### Tugas
Salin tanpa perubahan bagian dari teks tentang integritas artistik di bawah, mulai dari "PERLUASAN INTEGRITAS ARTISTIK" sampai dengan "bermakna bagi sesama.".

### Kutipan Dokumen
○ ○ ○ ○

PERLUASAN INTEGRITAS ARTISTIK
“Oalah, Karsa Koherensi Rasa”
Uswatul
Hakim (2022) Diskusi Langgang Kuau
Sudut pandang
berbeda menjadi barang lazim dan tak boleh dielakkan dalam memandang fakta yang
belum tentu benar menjadi realita bagi setiap manusia yang memiliki elan dalam
proses kreatifitasnya. Proses empiris individu dalam setiap pola ide maupun isu terbentur,
terbentur dan terbentuk menjadi kemampuan penataan ekspresi yang bertingkat
serta beragam olah karsa dari rasa sehingga memiliki entitas yang bisa dinilai (tentunya
relatif) , dinikmati panca indra dan bermakna bagi sesama.
Raja Ali Haji sudah lama
menekankan tiga hal penting dalam kehidupan manusia, yakni ilmu,akal dan adab
yang berdampingan dengan pebincangan saat ini hingga kata integritas menjadi
marak dan verbal penyebutannya walau dalam proses perwujudan nilai estetis
sudah menjadi tonggak dasar dalam proses berkreatifitas, mempertahankan
kreatitas dan bertanggungjawab dengan hasil kreatifitas sudah barang tentu
digaris bawahi “berkesenian”.

○ ○ ○ ○

### Cuplikan Data

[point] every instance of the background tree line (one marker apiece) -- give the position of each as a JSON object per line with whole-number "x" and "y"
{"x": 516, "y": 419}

○ ○ ○ ○

### Latihan yang Diselesaikan
PERLUASAN INTEGRITAS ARTISTIK
“Oalah, Karsa Koherensi Rasa”
Uswatul
Hakim (2022) Diskusi Langgang Kuau
Sudut pandang
berbeda menjadi barang lazim dan tak boleh dielakkan dalam memandang fakta yang
belum tentu benar menjadi realita bagi setiap manusia yang memiliki elan dalam
proses kreatifitasnya. Proses empiris individu dalam setiap pola ide maupun isu terbentur,
terbentur dan terbentuk menjadi kemampuan penataan ekspresi yang bertingkat
serta beragam olah karsa dari rasa sehingga memiliki entitas yang bisa dinilai (tentunya
relatif) , dinikmati panca indra dan bermakna bagi sesama.